━━━ Selected passage
NFU Assistant Land Management Adviser, Rupert Weaver, looks at drones, the regulations surrounding them and their potential use in the farming industry.
Many of you will have noticed drones appearing in the media more and more; aircraft near-misses, drugs being flown into prisons, and parcel deliveries of your online orders – but less talked about is what’s going on in the countryside.
The countryside has vast potential for drone use, with on-farm applications both by farmers and organisations such as the Environment Agency, as well as by utility companies for inspecting the infrastructure which crosses our countryside.
These applications have numerous potential advantages for farmers, from economic and environmental benefits from more targeted management decisions, through to less disruption from utility companies.
Inevitably with any new technology, their increased use has also brought with it numerous challenges. For commercial organisations it raises concerns about privacy and data ownership, with casual users there are the unintended consequences of trespass and possible harm to livestock, and finally there are malicious users for whom a drone might be the latest tool in the thief’s toolbox.
━━━━━━
━━━ Materials provided
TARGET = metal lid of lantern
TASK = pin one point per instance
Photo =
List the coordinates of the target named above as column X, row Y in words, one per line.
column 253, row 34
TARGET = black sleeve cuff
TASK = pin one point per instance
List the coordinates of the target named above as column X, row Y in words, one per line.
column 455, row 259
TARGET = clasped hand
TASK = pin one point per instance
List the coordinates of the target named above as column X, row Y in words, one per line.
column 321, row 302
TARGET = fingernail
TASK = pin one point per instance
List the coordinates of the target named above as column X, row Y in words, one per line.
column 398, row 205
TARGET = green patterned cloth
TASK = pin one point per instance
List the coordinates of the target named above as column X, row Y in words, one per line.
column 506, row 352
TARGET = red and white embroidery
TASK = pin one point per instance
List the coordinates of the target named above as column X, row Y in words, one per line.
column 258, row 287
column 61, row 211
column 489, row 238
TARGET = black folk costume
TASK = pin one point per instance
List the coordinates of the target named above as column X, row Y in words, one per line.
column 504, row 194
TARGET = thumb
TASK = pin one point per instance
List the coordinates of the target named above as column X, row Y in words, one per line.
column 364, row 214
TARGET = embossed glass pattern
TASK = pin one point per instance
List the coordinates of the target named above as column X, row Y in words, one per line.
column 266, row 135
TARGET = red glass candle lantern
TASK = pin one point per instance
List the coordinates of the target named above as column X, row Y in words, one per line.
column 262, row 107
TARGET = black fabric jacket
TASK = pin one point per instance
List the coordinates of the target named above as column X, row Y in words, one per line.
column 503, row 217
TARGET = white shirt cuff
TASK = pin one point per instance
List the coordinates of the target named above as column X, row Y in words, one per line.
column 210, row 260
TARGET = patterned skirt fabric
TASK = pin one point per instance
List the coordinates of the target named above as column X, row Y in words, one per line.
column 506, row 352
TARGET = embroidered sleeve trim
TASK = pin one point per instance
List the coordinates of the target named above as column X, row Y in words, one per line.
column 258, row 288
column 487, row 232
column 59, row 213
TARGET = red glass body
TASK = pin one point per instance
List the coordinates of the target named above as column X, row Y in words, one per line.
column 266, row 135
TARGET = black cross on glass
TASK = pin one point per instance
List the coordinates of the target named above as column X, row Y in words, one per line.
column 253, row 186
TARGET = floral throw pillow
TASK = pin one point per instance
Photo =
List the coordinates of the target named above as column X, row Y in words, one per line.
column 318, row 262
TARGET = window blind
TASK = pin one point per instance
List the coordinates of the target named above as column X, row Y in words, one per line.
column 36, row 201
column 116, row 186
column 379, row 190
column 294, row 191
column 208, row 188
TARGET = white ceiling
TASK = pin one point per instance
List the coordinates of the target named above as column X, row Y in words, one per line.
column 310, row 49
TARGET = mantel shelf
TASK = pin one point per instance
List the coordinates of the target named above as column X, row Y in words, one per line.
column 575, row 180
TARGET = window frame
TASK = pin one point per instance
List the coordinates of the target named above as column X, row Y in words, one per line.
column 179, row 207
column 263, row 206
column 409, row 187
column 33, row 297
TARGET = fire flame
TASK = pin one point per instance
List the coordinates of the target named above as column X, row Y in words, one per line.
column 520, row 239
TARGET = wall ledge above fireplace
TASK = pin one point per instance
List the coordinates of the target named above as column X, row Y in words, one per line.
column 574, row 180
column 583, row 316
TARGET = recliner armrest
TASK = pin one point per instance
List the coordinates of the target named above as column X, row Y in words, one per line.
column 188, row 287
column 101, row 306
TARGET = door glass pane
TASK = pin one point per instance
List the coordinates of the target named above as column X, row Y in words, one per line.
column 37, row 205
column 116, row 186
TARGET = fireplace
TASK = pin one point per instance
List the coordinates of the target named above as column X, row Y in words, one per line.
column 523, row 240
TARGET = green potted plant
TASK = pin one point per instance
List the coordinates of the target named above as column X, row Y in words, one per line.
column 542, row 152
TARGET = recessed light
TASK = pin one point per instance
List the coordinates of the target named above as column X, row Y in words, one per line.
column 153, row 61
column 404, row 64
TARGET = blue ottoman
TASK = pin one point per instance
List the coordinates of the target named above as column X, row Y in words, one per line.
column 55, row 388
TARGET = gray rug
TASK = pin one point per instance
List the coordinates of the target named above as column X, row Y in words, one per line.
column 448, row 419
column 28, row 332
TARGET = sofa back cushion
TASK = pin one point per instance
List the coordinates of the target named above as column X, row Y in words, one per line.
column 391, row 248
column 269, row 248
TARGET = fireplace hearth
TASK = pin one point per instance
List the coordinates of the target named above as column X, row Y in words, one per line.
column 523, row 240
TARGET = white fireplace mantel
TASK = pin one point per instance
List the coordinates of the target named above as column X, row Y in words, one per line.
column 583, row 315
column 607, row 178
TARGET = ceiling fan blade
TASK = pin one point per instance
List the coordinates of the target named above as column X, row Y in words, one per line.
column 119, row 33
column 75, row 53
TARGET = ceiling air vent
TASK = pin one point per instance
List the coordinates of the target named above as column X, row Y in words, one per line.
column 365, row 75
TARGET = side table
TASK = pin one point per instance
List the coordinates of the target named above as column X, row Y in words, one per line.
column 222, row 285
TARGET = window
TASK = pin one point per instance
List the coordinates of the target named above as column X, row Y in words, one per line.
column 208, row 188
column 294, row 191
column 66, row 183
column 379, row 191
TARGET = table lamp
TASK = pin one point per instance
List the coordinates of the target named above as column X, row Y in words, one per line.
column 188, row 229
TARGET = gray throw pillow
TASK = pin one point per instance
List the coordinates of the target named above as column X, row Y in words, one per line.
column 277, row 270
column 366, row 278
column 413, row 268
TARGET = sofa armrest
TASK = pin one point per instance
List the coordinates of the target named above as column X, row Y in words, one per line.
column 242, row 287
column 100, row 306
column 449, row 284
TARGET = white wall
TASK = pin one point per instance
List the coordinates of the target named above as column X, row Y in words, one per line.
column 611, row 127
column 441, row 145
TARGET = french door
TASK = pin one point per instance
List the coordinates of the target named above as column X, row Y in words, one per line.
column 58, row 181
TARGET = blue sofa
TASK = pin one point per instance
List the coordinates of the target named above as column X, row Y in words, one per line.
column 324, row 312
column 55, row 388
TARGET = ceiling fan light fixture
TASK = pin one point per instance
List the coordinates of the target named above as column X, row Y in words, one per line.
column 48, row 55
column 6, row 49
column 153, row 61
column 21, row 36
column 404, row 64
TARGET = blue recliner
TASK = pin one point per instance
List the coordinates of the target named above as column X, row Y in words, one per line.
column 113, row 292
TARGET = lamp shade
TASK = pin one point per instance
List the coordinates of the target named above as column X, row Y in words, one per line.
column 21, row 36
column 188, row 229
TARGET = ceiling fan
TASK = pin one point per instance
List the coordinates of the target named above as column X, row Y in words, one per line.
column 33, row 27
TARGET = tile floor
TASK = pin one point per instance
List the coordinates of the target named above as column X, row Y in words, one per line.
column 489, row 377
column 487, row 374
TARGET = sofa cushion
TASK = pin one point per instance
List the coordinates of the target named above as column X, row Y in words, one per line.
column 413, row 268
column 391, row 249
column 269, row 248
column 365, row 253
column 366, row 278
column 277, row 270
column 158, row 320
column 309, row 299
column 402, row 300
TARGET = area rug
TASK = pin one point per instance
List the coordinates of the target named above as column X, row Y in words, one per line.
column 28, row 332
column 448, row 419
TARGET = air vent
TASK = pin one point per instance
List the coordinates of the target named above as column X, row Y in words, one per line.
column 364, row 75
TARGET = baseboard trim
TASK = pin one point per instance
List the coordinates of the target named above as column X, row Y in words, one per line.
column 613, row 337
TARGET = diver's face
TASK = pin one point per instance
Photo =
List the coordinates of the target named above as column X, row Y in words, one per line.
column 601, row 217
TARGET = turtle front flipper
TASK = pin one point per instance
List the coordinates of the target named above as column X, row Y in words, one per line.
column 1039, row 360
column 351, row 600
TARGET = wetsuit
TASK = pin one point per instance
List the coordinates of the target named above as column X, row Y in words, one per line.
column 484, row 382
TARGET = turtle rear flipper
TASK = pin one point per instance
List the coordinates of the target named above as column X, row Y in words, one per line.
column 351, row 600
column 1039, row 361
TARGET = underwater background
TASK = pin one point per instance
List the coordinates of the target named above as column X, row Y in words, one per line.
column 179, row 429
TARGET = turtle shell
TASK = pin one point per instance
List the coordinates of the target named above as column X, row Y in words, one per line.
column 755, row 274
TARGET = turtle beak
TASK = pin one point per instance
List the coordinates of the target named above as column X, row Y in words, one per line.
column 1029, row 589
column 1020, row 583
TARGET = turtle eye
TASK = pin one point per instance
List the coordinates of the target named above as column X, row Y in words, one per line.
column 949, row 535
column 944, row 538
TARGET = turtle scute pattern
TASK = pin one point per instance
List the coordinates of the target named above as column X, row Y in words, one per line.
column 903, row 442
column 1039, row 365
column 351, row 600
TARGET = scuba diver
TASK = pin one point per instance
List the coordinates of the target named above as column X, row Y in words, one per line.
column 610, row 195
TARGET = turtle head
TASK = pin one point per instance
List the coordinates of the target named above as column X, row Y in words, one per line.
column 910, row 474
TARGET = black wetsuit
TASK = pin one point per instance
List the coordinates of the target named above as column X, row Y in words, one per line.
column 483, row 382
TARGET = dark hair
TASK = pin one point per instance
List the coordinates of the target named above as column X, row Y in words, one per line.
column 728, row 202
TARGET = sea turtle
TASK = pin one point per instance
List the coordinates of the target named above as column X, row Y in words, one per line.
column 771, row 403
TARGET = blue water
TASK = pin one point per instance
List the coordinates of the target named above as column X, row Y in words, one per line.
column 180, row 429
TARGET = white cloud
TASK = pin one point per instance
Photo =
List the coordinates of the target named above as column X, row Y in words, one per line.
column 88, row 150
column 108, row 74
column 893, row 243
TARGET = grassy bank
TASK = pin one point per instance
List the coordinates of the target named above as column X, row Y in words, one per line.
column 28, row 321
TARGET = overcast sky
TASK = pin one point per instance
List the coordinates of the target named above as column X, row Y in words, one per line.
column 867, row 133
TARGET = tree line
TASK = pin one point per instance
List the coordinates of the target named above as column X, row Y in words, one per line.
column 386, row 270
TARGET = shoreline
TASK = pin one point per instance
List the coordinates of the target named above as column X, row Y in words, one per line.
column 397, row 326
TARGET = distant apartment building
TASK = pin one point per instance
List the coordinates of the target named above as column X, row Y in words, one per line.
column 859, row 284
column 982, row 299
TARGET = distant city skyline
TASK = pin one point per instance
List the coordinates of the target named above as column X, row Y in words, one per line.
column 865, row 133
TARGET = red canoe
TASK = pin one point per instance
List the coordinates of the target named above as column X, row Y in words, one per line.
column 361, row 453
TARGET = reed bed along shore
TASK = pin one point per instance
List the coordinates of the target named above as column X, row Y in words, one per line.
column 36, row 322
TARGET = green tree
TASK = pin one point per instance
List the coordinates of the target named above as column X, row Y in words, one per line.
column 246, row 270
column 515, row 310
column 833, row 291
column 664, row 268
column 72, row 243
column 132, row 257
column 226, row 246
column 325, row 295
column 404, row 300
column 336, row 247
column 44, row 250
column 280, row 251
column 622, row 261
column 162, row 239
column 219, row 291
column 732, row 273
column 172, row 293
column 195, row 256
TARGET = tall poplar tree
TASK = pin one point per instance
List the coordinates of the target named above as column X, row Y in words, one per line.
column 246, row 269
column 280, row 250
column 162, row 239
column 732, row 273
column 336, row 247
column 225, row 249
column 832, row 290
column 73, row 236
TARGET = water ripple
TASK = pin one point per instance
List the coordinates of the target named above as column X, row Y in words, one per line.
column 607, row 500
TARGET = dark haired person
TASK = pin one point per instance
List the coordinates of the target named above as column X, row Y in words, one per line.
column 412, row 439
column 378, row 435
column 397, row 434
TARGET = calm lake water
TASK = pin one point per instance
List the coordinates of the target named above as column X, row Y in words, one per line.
━━━━━━
[Instruction A] Copy the records verbatim from the line with "TARGET = ceiling fan light fixture" to the line with "column 601, row 217", including both of those lines.
[Instruction B] Extend the passage on drones in farming and the countryside, picking up right after its last sentence.

[Exercise answer A]
TARGET = ceiling fan light fixture
TASK = pin one point per instance
List the coordinates of the target named above as column X, row Y in words, one per line.
column 48, row 55
column 6, row 49
column 153, row 61
column 21, row 36
column 404, row 64
TARGET = blue recliner
TASK = pin one point per instance
List the coordinates of the target named above as column X, row Y in words, one per line.
column 113, row 292
TARGET = lamp shade
TASK = pin one point per instance
List the coordinates of the target named above as column X, row Y in words, one per line.
column 21, row 36
column 188, row 229
TARGET = ceiling fan
TASK = pin one point per instance
List the coordinates of the target named above as column X, row Y in words, one per line.
column 33, row 27
TARGET = tile floor
TASK = pin one point per instance
List the coordinates of the target named above as column X, row Y in words, one per line.
column 489, row 377
column 487, row 374
TARGET = sofa cushion
TASK = pin one point per instance
List the coordinates of the target named above as column X, row Y in words, one per line.
column 413, row 268
column 391, row 249
column 269, row 248
column 365, row 253
column 366, row 278
column 277, row 270
column 158, row 320
column 309, row 299
column 402, row 300
TARGET = area rug
TASK = pin one point per instance
List the coordinates of the target named above as column X, row Y in words, one per line.
column 28, row 332
column 448, row 419
TARGET = air vent
TASK = pin one point per instance
List the coordinates of the target named above as column X, row Y in words, one per line.
column 364, row 75
TARGET = baseboard trim
TASK = pin one point per instance
List the coordinates of the target named above as column X, row Y in words, one per line.
column 613, row 337
TARGET = diver's face
TASK = pin one point per instance
Photo =
List the coordinates of the target named above as column X, row Y in words, one per line.
column 601, row 217

[Exercise answer B]
As an organisation we want to ensure that farmers have access to the latest technology and innovation, but we also need to ensure that the misuse of technology is addressed without bringing in excessive or restrictive regulations. Our recent response to the consultation on the safe use of drones in UK reflected this balance, and following on from this consultation the government has launched a call for evidence for an inquiry to consider how the benefits of drone technology can be maximised within a robust safety framework.
It is too early to say for certain what shape the drone industry is heading towards, aside from that it is showing no signs of slowing down, and so it will be essential that any regulations have the flexibility to adapt to future changes.
We’ve put together a handy Q&A on drones; it’s by no means exhaustive but should answer some of the most common questions – and yes, we do explain why you really shouldn’t shoot down a drone.
Read it here...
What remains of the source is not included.